[Start of Attachment]

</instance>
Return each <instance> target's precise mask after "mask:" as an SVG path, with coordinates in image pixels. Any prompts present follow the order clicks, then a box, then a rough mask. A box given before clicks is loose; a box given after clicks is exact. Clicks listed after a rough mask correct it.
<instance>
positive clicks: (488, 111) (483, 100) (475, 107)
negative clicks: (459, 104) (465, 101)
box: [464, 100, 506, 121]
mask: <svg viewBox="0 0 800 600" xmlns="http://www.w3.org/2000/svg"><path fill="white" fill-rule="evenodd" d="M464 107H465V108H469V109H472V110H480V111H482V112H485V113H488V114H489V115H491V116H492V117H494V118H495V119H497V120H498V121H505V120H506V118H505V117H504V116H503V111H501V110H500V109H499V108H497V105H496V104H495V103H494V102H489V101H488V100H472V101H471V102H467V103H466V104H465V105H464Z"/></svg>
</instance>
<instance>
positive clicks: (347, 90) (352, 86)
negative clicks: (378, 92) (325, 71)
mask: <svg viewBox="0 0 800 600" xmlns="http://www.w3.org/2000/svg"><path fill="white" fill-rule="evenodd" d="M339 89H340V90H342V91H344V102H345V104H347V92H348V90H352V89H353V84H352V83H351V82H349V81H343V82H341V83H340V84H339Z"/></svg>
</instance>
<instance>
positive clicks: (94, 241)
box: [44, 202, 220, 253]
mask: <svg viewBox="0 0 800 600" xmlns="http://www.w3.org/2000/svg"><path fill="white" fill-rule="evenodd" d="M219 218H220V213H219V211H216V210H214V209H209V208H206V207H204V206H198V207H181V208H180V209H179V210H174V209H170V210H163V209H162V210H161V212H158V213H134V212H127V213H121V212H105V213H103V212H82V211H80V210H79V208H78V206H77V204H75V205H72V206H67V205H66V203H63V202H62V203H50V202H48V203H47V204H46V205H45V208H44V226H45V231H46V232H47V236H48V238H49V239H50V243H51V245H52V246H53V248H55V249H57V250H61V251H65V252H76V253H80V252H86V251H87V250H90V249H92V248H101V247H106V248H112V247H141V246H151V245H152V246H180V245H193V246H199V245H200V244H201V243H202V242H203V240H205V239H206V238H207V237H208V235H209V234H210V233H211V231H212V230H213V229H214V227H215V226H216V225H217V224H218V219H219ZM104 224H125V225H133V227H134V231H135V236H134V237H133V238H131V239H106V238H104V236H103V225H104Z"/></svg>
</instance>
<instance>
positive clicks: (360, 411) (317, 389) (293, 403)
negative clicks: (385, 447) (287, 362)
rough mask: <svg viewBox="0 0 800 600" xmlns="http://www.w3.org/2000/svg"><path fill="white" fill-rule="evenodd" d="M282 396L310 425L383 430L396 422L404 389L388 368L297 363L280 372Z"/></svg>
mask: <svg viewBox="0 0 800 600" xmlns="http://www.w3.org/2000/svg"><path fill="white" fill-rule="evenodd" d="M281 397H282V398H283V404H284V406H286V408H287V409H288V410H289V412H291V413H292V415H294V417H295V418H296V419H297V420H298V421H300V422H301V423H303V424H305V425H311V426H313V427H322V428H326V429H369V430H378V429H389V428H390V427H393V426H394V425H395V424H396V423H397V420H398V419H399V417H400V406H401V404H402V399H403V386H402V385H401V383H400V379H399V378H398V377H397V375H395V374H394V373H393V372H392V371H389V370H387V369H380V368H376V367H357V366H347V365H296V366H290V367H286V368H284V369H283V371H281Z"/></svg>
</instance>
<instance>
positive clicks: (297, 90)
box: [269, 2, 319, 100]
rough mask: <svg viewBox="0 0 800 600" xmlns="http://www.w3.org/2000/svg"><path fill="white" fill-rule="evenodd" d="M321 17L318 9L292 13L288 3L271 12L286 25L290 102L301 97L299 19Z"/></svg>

[End of Attachment]

» **Requirement**:
Repeat all the material above, matching every character.

» **Response area**:
</instance>
Return each <instance> target's precise mask after "mask:" as an SVG path, with coordinates in image pixels. Any prompts present follow the order clicks, then a box, then a rough mask. A box given before clicks is loose; a box given after clicks is exact. Clicks listed after a rough mask correct it.
<instance>
positive clicks: (488, 111) (483, 100) (475, 107)
negative clicks: (459, 104) (465, 101)
box: [464, 100, 506, 121]
mask: <svg viewBox="0 0 800 600" xmlns="http://www.w3.org/2000/svg"><path fill="white" fill-rule="evenodd" d="M464 107H465V108H469V109H472V110H480V111H482V112H485V113H488V114H489V115H491V116H492V117H494V118H495V119H497V120H498V121H505V120H506V118H505V117H504V116H503V111H501V110H500V109H499V108H497V105H496V104H495V103H494V102H489V101H488V100H472V101H471V102H467V103H466V104H465V105H464Z"/></svg>
</instance>
<instance>
positive clicks: (347, 90) (352, 86)
negative clicks: (378, 92) (325, 71)
mask: <svg viewBox="0 0 800 600" xmlns="http://www.w3.org/2000/svg"><path fill="white" fill-rule="evenodd" d="M339 89H340V90H342V91H344V102H345V104H347V92H348V90H352V89H353V84H352V83H351V82H349V81H343V82H341V83H340V84H339Z"/></svg>
</instance>
<instance>
positive clicks: (94, 241)
box: [44, 202, 220, 253]
mask: <svg viewBox="0 0 800 600" xmlns="http://www.w3.org/2000/svg"><path fill="white" fill-rule="evenodd" d="M219 218H220V213H219V211H216V210H214V209H209V208H206V207H204V206H198V207H181V208H180V209H179V210H174V209H170V210H163V209H162V210H161V212H158V213H134V212H127V213H121V212H105V213H103V212H82V211H80V210H79V208H78V206H77V204H75V205H72V206H67V205H66V203H63V202H62V203H50V202H48V203H47V204H46V205H45V208H44V226H45V231H46V232H47V236H48V238H49V239H50V243H51V245H52V246H53V248H55V249H57V250H61V251H65V252H76V253H80V252H86V251H87V250H90V249H92V248H101V247H106V248H112V247H141V246H151V245H152V246H180V245H193V246H199V245H200V244H201V243H202V242H203V240H205V239H206V238H207V237H208V235H209V234H210V233H211V231H212V230H213V229H214V227H215V226H216V225H217V224H218V219H219ZM104 224H125V225H133V227H134V231H135V236H134V237H133V238H131V239H106V238H104V236H103V225H104Z"/></svg>
</instance>
<instance>
positive clicks: (360, 411) (317, 389) (293, 403)
negative clicks: (385, 447) (287, 362)
rough mask: <svg viewBox="0 0 800 600" xmlns="http://www.w3.org/2000/svg"><path fill="white" fill-rule="evenodd" d="M282 396L310 425L383 430L396 422L404 389L388 368L297 363L280 372Z"/></svg>
mask: <svg viewBox="0 0 800 600" xmlns="http://www.w3.org/2000/svg"><path fill="white" fill-rule="evenodd" d="M281 397H282V398H283V404H284V406H286V408H287V409H288V410H289V412H291V413H292V415H294V417H295V418H296V419H297V420H298V421H300V422H301V423H303V424H305V425H311V426H313V427H322V428H326V429H369V430H378V429H389V428H390V427H393V426H394V425H395V424H396V423H397V420H398V419H399V417H400V406H401V404H402V399H403V386H402V385H401V383H400V379H399V378H398V377H397V375H395V374H394V373H393V372H392V371H389V370H387V369H380V368H376V367H357V366H347V365H296V366H290V367H286V368H284V369H283V371H281Z"/></svg>
</instance>
<instance>
positive clicks: (297, 90)
box: [269, 2, 319, 100]
rough mask: <svg viewBox="0 0 800 600" xmlns="http://www.w3.org/2000/svg"><path fill="white" fill-rule="evenodd" d="M321 17L318 9L292 13L288 3L271 12L286 25L290 102L301 97L299 19Z"/></svg>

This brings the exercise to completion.